TEXT PASSAGE:
Thousands feared dead in Haiti quake; global rescue and relief efforts underway

PORT-AU-PRINCE, HAITI - JANUARY 13: People sea...Image by Getty Images via Daylife

By William Branigin, Debbi Wilgoren and Michael D. Shear
Washington Post Staff Writers
Wednesday, January 13, 2010; 2:30 PM

Relief workers in Haiti were preparing Wednesday to deal with thousands of dead and injured in the aftermath of a devastating earthquake, as foreign governments and international aid organizations mobilized to send assistance to the impoverished Caribbean nation.

With untold numbers of people trapped under rubble a day after the 7.0 magnitude quake struck the capital, Port-au-Prince, Haitians tried desperately to dig them out by hand, witnesses said. The beleaguered Haitian government appeared paralyzed, evidently unable to mount any significant rescue effort on its own.

"It's the disaster of the century" for Haiti, Karel Zelenka, director of Catholic Relief Services in Port-au-Prince, told U.S. colleagues in an e-mail Wednesday morning. "We should be prepared for thousands and thousands of dead and injured."

U.N. officials also said the number of dead could easily reach into the thousands.

In Washington, a White House national security official told Haitian activists Wednesday afternoon that three Americans have been confirmed killed in the quake.

Zelenka said there were "no rescue efforts whatsoever" by the government early Wednesday morning and that everything was being done "by individuals with bare hands." He added that he had not seen "any movement of rescue vehicles," such as ambulances. "People are in shock," he said.

At U.N. headquarters in New York, officials told reporters that heavy equipment, search personnel and medical teams were urgently needed in the nation of 9 million, the poorest in the Western Hemisphere. Secretary General Ban Ki-moon said emergency workers had made little progress overnight and urged the United States and other foreign governments to mount a massive international relief effort.

"Basic services such as water and electricity have collapsed almost entirely," Ban said. "Medical facilities have been inundated with injured."

U.N. officials said unknown numbers of people are believed trapped in collapsed buildings -- including scores thought to be buried in the rubble of the hotel that had served as Haiti's U.N. headquarters.

Haitian Prime Minister Jean-Max Bellerive, interviewed on CNN, estimated the death toll in the "hundreds of thousands," but it was unclear how he arrived at the figure. He cited the density of the capital's vast slums, which he said had largely collapsed.

In an interview with the Miami Herald, Haitian President René Préval described "unimaginable" scenes in Port-au-Prince. "Parliament has collapsed. The tax office has collapsed. Schools have collapsed. Hospitals have collapsed," he said. "There are a lot of schools that have a lot of dead people in them." He said the Roman Catholic archbishop of Port-au-Prince is among the dead and that the head of the U.N. peacekeeping mission, Tunisian diplomat Hedi Annabi, is missing.

ACTIVITY 1: What magnitude does the Haiti earthquake article give for the quake that struck Port-au-Prince?
ACTIVITY 2: Write out the Haiti earthquake article word for word from "PORT-AU-PRINCE, HAITI - JANUARY" to "on its own.".

INFORMATION:
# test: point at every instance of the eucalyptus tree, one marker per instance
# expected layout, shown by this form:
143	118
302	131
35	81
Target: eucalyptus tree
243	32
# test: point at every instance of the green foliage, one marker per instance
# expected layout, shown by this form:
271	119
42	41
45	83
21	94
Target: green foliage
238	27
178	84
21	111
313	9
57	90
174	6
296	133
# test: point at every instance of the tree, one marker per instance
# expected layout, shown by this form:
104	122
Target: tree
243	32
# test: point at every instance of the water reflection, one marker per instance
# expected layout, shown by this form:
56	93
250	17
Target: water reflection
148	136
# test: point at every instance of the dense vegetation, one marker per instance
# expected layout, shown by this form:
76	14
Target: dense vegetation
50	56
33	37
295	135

PROBLEM SOLUTION 1: 7.0

PROBLEM SOLUTION 2:
PORT-AU-PRINCE, HAITI - JANUARY 13: People sea...Image by Getty Images via Daylife

By William Branigin, Debbi Wilgoren and Michael D. Shear
Washington Post Staff Writers
Wednesday, January 13, 2010; 2:30 PM

Relief workers in Haiti were preparing Wednesday to deal with thousands of dead and injured in the aftermath of a devastating earthquake, as foreign governments and international aid organizations mobilized to send assistance to the impoverished Caribbean nation.

With untold numbers of people trapped under rubble a day after the 7.0 magnitude quake struck the capital, Port-au-Prince, Haitians tried desperately to dig them out by hand, witnesses said. The beleaguered Haitian government appeared paralyzed, evidently unable to mount any significant rescue effort on its own.